ИСХОДНЫЙ ТЕКСТ
=-=-=

Давид Панагия
10 тезисов о политической эстетике
«Политика буквально неуместна. Она — момент разрыва, возникающий из непосредственного мгновения явленности. Единственное правило демократии — необязательность правил; в этом родство демократии с эстетикой, вот почему демократическая политика всегда по природе эстетическая»
Предисловие
К написанию этой работы автора побудила общая несостоятельность современного подхода к эстетике, с его теорией эстетического заговора: все формы наслаждения красотой сводятся к потреблению вещей, а прекрасное — лишь коммерческий продукт, навязываемый корпорациями. Получается, что всякий раз, когда человек переживает эстетическое наслаждение, он предает свою политическую позицию.
«10 тезисов» родились из бесед и дискуссий со студентами Университета Трент (Канада) и Калифорнийского университета, в которых автор преподавал, а также неформального общения с другими учеными-гуманитариями. Одним из импульсов для пересмотра эстетики послужила проблема беженцев. Автор усматривает сходство между тем, как общественность воспринимает беженцев, и тем, как современный критик воспринимает искусство: «Откуда я знаю, что они не террористы?» / «Откуда я знаю, что это искусство — не пропаганда?». В обоих случаях отношение к наблюдаемому объекту подразумевает своего рода презумпцию виновности.
Отношения эстетического и политического еще не осмыслены должным образом. Необходимо научиться видеть возможность пред-рассудочного [1] момента переживания, противостоящего стереотипам. Ключевым понятием здесь становится «явленность (advenience) видимого». Теоретической основой нового подхода послужили работы Жака Рансьера, Ханны Арендт, Ролана Барта (у последнего и заимствован термин advenience [2]) и других мыслителей.
1. О явленности
Явленность — это вхождение в зримое, озарение, поражающее чувства [3]. Проблема — и эстетическая, и политическая, — в том, что явленность не поддается анализу и классификации. Явленность зримого нарушает привычную линейность причин и следствий. Она не эпистемологический объект, так как не имеет ни признаков, ни свойств, ни самостоятельного существования. Обращаться с ней как с объектом или даже как со знаком, указывающим на объект, — значит не замечать ее природу как озарения. Она самоценна для себя.
Мы от природы склонны воспринимать изображение референциально: «На этой картине — дом». Но до того как объект пробуждает в нас когнитивный процесс опознания, он взаимодействует с нашими чувствами — является нам. Явленность зримого существует прежде всякого политического суждения. Она возникает в промежутке между чувственным восприятием и референцией, внезапно и непредвиденно. Более того, именно она заставляет нас «возбудить возбуждаемую референциальность».

=-=-=

ВЫДЕРЖКИ ИЗ ДАННЫХ
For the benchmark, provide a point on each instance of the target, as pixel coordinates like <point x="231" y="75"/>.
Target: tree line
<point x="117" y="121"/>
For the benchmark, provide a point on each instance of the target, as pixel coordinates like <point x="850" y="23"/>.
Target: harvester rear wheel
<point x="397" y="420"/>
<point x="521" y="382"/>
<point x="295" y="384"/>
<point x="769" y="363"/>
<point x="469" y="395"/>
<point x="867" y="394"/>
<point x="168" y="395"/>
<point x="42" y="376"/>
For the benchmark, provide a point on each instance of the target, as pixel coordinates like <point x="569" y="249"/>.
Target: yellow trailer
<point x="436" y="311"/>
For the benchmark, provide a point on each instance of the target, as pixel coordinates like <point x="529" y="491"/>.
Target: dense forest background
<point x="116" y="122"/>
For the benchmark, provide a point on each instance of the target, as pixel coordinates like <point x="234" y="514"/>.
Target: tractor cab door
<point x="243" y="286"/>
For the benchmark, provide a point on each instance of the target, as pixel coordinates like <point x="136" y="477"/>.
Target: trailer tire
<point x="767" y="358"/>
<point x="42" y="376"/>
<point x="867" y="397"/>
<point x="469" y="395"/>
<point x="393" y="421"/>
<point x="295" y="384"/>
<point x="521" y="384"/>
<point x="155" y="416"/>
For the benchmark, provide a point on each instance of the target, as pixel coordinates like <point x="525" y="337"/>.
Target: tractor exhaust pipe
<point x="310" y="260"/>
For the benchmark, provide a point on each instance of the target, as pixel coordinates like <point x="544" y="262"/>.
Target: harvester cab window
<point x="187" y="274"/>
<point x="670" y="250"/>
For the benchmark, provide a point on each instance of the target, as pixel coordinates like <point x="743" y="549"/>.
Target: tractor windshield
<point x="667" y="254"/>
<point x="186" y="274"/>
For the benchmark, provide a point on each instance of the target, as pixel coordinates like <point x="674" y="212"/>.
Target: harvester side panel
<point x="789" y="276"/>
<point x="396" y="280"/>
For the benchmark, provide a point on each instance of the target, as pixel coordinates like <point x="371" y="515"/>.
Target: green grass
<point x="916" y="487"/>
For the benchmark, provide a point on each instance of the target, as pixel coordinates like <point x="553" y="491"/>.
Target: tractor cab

=-=-=

ЗАДАНИЕ
Отредактируйте в тексте о политической эстетике отрывок от «Отношения эстетического и» до «и других мыслителей.», заменив «стереотипам» на «шаблонам». Данные взяты из другого источника.

ОТВЕТ
Отношения эстетического и политического еще не осмыслены должным образом. Необходимо научиться видеть возможность пред-рассудочного [1] момента переживания, противостоящего шаблонам. Ключевым понятием здесь становится «явленность (advenience) видимого». Теоретической основой нового подхода послужили работы Жака Рансьера, Ханны Арендт, Ролана Барта (у последнего и заимствован термин advenience [2]) и других мыслителей.